### EXERCISE
Reproduce every line of the data below word for word, in its original order.

### MATERIAL FOR THIS TASK
────────────────

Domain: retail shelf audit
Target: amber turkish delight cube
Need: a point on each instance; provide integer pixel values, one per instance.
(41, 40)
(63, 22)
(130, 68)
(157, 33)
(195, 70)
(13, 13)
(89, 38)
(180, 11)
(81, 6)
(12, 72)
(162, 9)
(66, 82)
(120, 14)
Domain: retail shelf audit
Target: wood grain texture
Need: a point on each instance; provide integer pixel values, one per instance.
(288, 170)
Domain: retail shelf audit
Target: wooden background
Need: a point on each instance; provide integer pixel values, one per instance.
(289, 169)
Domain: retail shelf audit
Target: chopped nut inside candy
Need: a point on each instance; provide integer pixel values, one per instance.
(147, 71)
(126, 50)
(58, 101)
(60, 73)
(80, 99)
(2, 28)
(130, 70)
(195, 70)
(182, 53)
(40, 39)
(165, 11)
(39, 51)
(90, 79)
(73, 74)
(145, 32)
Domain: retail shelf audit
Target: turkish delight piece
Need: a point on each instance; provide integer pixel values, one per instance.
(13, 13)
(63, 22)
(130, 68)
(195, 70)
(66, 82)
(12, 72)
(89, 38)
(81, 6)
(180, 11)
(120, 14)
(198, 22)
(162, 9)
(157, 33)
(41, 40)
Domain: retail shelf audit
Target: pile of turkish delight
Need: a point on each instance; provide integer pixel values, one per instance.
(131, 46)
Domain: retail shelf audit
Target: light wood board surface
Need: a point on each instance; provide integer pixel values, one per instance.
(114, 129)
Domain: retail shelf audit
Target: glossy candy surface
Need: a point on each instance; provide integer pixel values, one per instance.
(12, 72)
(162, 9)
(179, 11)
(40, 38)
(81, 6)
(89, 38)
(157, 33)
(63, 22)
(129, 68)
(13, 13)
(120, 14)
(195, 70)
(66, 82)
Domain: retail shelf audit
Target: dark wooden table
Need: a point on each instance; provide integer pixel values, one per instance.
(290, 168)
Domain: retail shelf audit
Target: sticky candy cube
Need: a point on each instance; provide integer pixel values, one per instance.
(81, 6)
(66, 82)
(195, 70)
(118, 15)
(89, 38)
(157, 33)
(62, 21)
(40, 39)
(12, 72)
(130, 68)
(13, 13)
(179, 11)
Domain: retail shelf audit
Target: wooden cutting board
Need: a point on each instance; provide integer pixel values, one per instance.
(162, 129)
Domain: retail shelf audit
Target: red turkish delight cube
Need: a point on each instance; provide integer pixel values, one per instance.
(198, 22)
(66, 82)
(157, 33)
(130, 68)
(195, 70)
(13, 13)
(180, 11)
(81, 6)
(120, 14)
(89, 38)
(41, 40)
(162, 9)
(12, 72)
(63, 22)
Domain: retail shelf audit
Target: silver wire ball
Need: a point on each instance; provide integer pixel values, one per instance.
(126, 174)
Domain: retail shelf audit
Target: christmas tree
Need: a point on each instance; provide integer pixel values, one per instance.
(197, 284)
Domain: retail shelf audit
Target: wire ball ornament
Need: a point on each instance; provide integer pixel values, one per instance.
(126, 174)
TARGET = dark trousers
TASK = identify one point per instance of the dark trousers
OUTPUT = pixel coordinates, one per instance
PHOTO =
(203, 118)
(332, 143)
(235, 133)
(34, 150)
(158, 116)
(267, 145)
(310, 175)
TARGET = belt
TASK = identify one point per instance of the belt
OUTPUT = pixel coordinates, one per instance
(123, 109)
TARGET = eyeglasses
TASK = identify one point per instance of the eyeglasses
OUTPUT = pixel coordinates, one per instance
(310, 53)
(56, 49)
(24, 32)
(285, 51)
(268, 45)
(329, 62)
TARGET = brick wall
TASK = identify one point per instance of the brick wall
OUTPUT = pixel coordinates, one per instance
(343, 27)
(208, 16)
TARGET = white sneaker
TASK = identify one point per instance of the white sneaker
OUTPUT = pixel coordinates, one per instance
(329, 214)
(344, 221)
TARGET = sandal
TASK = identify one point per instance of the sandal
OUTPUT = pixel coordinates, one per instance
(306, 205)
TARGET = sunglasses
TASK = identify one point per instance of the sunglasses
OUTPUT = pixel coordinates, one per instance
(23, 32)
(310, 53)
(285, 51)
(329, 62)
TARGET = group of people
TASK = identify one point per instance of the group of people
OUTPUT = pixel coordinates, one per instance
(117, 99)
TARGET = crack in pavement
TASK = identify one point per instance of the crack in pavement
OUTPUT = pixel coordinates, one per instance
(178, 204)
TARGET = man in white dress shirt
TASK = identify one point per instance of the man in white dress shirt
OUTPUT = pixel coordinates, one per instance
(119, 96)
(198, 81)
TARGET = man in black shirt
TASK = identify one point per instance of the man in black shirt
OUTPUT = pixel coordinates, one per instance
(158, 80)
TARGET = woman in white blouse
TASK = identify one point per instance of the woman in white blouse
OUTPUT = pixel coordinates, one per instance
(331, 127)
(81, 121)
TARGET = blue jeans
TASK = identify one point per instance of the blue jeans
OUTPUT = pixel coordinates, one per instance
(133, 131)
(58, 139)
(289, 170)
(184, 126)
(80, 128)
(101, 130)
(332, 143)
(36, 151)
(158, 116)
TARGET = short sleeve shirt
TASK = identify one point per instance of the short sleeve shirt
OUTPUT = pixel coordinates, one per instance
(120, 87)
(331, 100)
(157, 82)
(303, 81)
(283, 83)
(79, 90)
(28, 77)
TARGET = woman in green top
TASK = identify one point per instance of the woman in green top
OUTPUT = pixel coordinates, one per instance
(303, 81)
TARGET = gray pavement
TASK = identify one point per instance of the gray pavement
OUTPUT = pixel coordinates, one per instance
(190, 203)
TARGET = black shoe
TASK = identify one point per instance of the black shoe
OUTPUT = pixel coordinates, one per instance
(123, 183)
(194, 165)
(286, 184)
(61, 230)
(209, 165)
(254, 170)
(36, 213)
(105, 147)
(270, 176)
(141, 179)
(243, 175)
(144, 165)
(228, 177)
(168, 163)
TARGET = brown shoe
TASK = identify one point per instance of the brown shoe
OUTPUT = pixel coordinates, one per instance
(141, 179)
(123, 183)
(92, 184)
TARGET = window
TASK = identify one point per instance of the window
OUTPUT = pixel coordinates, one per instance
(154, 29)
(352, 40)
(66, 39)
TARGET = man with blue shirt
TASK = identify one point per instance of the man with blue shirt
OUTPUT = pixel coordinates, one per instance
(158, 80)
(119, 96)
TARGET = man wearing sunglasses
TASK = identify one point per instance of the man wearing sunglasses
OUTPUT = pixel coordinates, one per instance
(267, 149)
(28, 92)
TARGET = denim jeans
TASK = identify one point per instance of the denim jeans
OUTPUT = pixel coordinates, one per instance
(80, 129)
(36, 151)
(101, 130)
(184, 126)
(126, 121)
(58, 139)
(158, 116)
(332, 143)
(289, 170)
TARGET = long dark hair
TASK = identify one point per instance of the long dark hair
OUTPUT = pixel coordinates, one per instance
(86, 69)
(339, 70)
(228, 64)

────────────────

### WRITTEN ANSWER
Domain: retail shelf audit
Target: amber turkish delight cube
Need: a point on each instance; provide integer pixel values, one per instance.
(41, 40)
(63, 22)
(130, 68)
(157, 33)
(195, 70)
(13, 13)
(89, 38)
(180, 11)
(81, 6)
(12, 72)
(162, 9)
(66, 82)
(120, 14)
Domain: retail shelf audit
Target: wood grain texture
Need: a point on each instance; provide integer pixel values, one per instance.
(288, 170)
Domain: retail shelf audit
Target: wooden background
Need: a point on each instance; provide integer pixel values, one per instance.
(289, 169)
Domain: retail shelf audit
Target: chopped nut inside candy
Need: a point on each instance; provide integer pixel values, one per instance.
(147, 71)
(126, 50)
(58, 101)
(60, 73)
(80, 99)
(2, 28)
(130, 70)
(195, 70)
(182, 53)
(40, 39)
(165, 11)
(39, 51)
(90, 79)
(73, 74)
(145, 32)
Domain: retail shelf audit
Target: turkish delight piece
Need: a point on each instance; provide integer pixel values, one per instance.
(13, 13)
(63, 22)
(130, 68)
(195, 70)
(66, 82)
(12, 72)
(89, 38)
(81, 6)
(180, 11)
(120, 14)
(198, 22)
(162, 9)
(157, 33)
(41, 40)
Domain: retail shelf audit
Target: pile of turkish delight
Need: a point on each instance; provide integer pixel values, one per instance.
(131, 46)
Domain: retail shelf audit
Target: light wood board surface
Need: a point on each instance; provide integer pixel values, one per instance.
(114, 129)
Domain: retail shelf audit
Target: glossy candy surface
Need: a point on each instance; provide integer pixel values, one per instance.
(12, 72)
(162, 9)
(179, 11)
(40, 38)
(81, 6)
(89, 38)
(157, 33)
(63, 22)
(129, 68)
(13, 13)
(120, 14)
(195, 70)
(66, 82)
Domain: retail shelf audit
Target: dark wooden table
Need: a point on each instance; provide integer pixel values, one per instance.
(290, 168)
Domain: retail shelf audit
Target: sticky candy cube
Need: a point on each instance; provide integer pixel values, one per instance.
(81, 6)
(66, 82)
(195, 70)
(118, 15)
(89, 38)
(157, 33)
(62, 21)
(40, 39)
(12, 72)
(130, 68)
(13, 13)
(179, 11)
Domain: retail shelf audit
Target: wooden cutting board
Need: a point on each instance; provide integer pixel values, one per instance.
(162, 129)
Domain: retail shelf audit
Target: red turkish delight cube
Need: a point on each instance; provide integer pixel values, one per instance.
(198, 22)
(66, 82)
(157, 33)
(130, 68)
(195, 70)
(13, 13)
(180, 11)
(81, 6)
(120, 14)
(89, 38)
(41, 40)
(162, 9)
(12, 72)
(63, 22)
Domain: retail shelf audit
Target: silver wire ball
Need: a point on each instance; provide integer pixel values, one per instance.
(126, 174)
Domain: retail shelf audit
Target: christmas tree
Need: a point on each instance; provide integer pixel values, one per instance.
(197, 284)
Domain: retail shelf audit
Target: wire ball ornament
Need: a point on each instance; provide integer pixel values, one per instance.
(126, 174)
TARGET = dark trousers
TASK = identify one point per instance of the dark trousers
OUTPUT = pixel coordinates, one per instance
PHOTO =
(203, 118)
(332, 143)
(235, 133)
(34, 150)
(158, 116)
(267, 145)
(310, 175)
TARGET = belt
TASK = identify one point per instance of the belt
OUTPUT = pixel coordinates, one per instance
(123, 109)
TARGET = eyeglasses
TASK = identify one point per instance of the eyeglasses
OUTPUT = pixel coordinates, one per instance
(310, 53)
(56, 49)
(24, 32)
(285, 51)
(268, 45)
(329, 62)
TARGET = brick wall
TASK = identify one point per instance of the brick wall
OUTPUT = pixel coordinates, one per instance
(343, 27)
(208, 16)
TARGET = white sneaker
TASK = identify one point per instance of the white sneaker
OUTPUT = pixel coordinates, one per instance
(329, 214)
(344, 221)
TARGET = sandal
TASK = identify one point per instance of the sandal
OUTPUT = pixel coordinates, one per instance
(306, 205)
TARGET = sunglasses
TASK = identify one point per instance of the sunglasses
OUTPUT = pixel coordinates, one per instance
(23, 32)
(310, 53)
(285, 51)
(329, 62)
TARGET = group of people
TASK = identify one point per instance of the group of people
OUTPUT = pixel coordinates, one per instance
(117, 99)
TARGET = crack in pavement
TASK = identify one point per instance of the crack in pavement
OUTPUT = pixel coordinates, one per instance
(178, 204)
TARGET = man in white dress shirt
TASK = identify one point per instance of the man in white dress shirt
OUTPUT = pixel coordinates, one per instance
(119, 96)
(198, 81)
TARGET = man in black shirt
TASK = identify one point per instance of the man in black shirt
OUTPUT = pixel coordinates, one per instance
(158, 80)
TARGET = woman in white blouse
TASK = identify one point per instance of the woman in white blouse
OUTPUT = pixel coordinates, one per instance
(331, 127)
(81, 121)
TARGET = blue jeans
TASK = identify one point per instance of the blue jeans
OUTPUT = pixel coordinates, one per instance
(133, 131)
(58, 139)
(289, 170)
(184, 126)
(80, 128)
(101, 130)
(332, 143)
(36, 151)
(158, 116)
TARGET = short sleeve shirt
TASK = identify one point per instance of the short sleeve shirt
OUTPUT = pixel coordinates, one per instance
(120, 87)
(331, 100)
(157, 82)
(303, 81)
(283, 83)
(79, 90)
(28, 77)
TARGET = woman in green top
TASK = identify one point per instance of the woman in green top
OUTPUT = pixel coordinates, one per instance
(303, 81)
TARGET = gray pavement
TASK = identify one point per instance of the gray pavement
OUTPUT = pixel coordinates, one per instance
(190, 203)
TARGET = black shoe
TASK = identify one point per instance of the black shoe
OUTPUT = pixel coordinates, one per instance
(123, 183)
(194, 165)
(286, 184)
(61, 230)
(209, 165)
(254, 170)
(36, 213)
(105, 147)
(270, 176)
(141, 179)
(243, 175)
(144, 165)
(228, 177)
(168, 163)
TARGET = brown shoe
TASK = identify one point per instance of the brown shoe
OUTPUT = pixel coordinates, one per instance
(141, 179)
(123, 183)
(92, 184)
TARGET = window
TASK = identify one point per instance of the window
OUTPUT = pixel coordinates, one per instance
(154, 29)
(352, 40)
(66, 39)
TARGET = man with blue shirt
TASK = identify one point per instance of the man with blue shirt
OUTPUT = pixel coordinates, one per instance
(158, 80)
(119, 96)
TARGET = man wearing sunglasses
TASK = identify one point per instance of the man wearing sunglasses
OUTPUT = pixel coordinates, one per instance
(267, 149)
(28, 92)
TARGET = denim jeans
TASK = identify one point per instance of the denim jeans
OUTPUT = pixel coordinates, one per instance
(80, 129)
(36, 151)
(101, 130)
(184, 126)
(126, 121)
(58, 139)
(158, 116)
(332, 143)
(289, 170)
TARGET = long dark hair
TASK = identify one point per instance of the long dark hair
OUTPUT = pixel coordinates, one per instance
(86, 69)
(339, 70)
(228, 64)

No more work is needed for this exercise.